RECORDS SHOWN:
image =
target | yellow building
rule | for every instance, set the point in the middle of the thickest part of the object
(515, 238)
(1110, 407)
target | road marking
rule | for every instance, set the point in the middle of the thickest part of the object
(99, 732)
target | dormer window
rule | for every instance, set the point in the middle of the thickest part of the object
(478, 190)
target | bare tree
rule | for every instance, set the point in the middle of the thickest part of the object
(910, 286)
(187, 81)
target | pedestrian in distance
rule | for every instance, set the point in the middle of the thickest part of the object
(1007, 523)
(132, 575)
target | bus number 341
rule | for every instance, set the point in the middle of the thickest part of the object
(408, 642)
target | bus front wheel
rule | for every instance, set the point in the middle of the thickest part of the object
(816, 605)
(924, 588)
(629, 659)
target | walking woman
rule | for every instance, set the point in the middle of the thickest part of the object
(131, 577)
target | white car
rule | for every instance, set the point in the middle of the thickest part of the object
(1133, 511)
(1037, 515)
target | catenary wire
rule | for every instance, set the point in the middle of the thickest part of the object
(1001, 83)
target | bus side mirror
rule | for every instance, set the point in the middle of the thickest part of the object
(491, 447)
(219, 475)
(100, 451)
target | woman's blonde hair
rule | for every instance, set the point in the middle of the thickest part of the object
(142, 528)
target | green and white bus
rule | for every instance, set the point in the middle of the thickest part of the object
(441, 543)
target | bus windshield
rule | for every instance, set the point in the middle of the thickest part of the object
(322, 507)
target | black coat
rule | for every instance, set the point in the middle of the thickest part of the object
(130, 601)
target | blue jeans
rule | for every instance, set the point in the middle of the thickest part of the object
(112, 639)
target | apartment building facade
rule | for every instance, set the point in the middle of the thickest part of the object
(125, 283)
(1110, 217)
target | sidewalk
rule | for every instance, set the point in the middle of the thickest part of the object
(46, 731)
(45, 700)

THE EXERCISE: Copy every line above word for word, keeping each one as it stands.

ANSWER FOR THE TASK:
image =
target | yellow building
rule | for every instance, set the point in the middle of the thickest part of the object
(515, 238)
(1110, 407)
target | road marking
rule | for every instance, set the point in the middle of the thickest part of the object
(99, 732)
target | dormer window
rule | for every instance, set the point in the middle of the thickest part of the object
(478, 190)
target | bare tree
rule | for every instance, set the point in the middle of the thickest part of the object
(910, 286)
(187, 81)
target | pedestrian in distance
rule | for every instance, set the point in the middle of the thickest part of the object
(1007, 523)
(132, 575)
target | bus number 341
rule | for every instance, set the point in the middle of the thickest part of the object
(408, 642)
target | bus front wheel
rule | for every instance, set the point in the middle of the thickest part of the object
(816, 605)
(924, 588)
(629, 659)
target | walking woman
rule | for every instance, set the point in the middle of the thickest part of the object
(131, 577)
target | white car
rule | for every instance, set the point in the middle of the thickest part of the object
(1133, 511)
(1037, 515)
target | catenary wire
rule | for every instance, set the point in the middle of the thickest part of the object
(1001, 83)
target | bus side mirror
rule | for every instance, set the point in the middle of the thickest part of the object
(491, 447)
(219, 475)
(100, 451)
target | woman's blonde hair
rule | for every instance, set the point in the middle of the thickest part of the object
(142, 528)
target | green and white bus
rule | for every instance, set the point in the middle of the thickest part of the object
(441, 543)
target | bus windshield
rule | for every instance, set the point in the middle of the thickest part of the object
(322, 507)
target | black coat
rule | for every instance, set the point in the middle of the thickest part of the object
(130, 601)
target | blue jeans
rule | for every instance, set the point in the middle of the thickest part of the object
(112, 639)
target | apartment building facade
rule | for every instance, set the point in the middle of the thickest part of the object
(125, 283)
(1110, 217)
target | sidewalk
rule | for every instance, set the point in the middle of the thickest part of the object
(46, 731)
(45, 700)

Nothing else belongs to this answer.